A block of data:
— start —

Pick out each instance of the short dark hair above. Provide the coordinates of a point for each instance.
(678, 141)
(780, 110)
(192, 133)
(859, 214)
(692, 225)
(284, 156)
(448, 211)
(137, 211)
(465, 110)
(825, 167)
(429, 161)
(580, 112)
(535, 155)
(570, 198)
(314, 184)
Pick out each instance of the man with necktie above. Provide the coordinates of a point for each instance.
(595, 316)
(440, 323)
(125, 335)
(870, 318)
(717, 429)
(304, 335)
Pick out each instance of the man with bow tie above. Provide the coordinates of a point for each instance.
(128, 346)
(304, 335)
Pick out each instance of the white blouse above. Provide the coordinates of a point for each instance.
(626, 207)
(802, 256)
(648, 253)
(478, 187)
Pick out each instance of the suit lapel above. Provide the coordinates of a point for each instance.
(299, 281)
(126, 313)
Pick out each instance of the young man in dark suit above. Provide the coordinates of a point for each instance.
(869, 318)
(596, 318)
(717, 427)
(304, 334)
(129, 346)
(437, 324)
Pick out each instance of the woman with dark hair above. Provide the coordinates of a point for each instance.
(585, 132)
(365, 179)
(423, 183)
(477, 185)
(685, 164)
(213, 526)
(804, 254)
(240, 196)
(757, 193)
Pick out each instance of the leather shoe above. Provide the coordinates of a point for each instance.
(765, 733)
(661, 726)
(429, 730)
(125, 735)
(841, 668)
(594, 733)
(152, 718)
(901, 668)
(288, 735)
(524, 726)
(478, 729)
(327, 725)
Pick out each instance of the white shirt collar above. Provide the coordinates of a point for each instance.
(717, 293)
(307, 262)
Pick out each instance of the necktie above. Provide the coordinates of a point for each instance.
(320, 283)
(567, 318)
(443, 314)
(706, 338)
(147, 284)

— end —

# Exercise details
Render the items above as a numbered list, from the line containing "Pick out each instance of the man with necktie" through the last line of the items, leaving out any blank lines.

# Written response
1. Pick out each instance of the man with necktie above. Provide the coordinates of a point for each instance.
2. (595, 316)
3. (440, 323)
4. (125, 335)
5. (870, 318)
6. (717, 429)
7. (304, 335)
8. Pick out each instance of the man with bow tie above. Provide the coordinates of a point for each instance.
9. (128, 346)
10. (304, 335)
11. Pick out each instance of the white blouse above. Provide the coordinates of a point for each instance.
12. (626, 207)
13. (802, 256)
14. (648, 253)
15. (478, 187)
16. Pick out each instance of the suit lapel above. Provide the coordinates of a point for each instance.
17. (299, 281)
18. (126, 313)
19. Pick out each instance of the young man in dark suit above. Provide the coordinates of a point for each instance.
20. (869, 318)
21. (596, 318)
22. (717, 427)
23. (304, 334)
24. (129, 346)
25. (437, 324)
26. Pick out each instance of the woman with dark hair above. Provide the coordinates of a point for each instance.
27. (585, 132)
28. (365, 179)
29. (423, 183)
30. (477, 185)
31. (685, 164)
32. (213, 526)
33. (804, 254)
34. (240, 196)
35. (757, 193)
36. Pick out each instance of the leather shoe above. Provide the coordinates of a point for each instance.
37. (765, 733)
38. (661, 726)
39. (429, 730)
40. (125, 735)
41. (841, 668)
42. (594, 733)
43. (152, 718)
44. (901, 668)
45. (288, 735)
46. (524, 726)
47. (478, 729)
48. (327, 725)
49. Pick out each instance of the white shirt collar above. Provide the coordinates of a point for each instance.
50. (717, 293)
51. (307, 262)
52. Pick out each instance of the necktie above. Provide the coordinates of a point for each instance.
53. (320, 283)
54. (567, 318)
55. (443, 314)
56. (706, 338)
57. (147, 284)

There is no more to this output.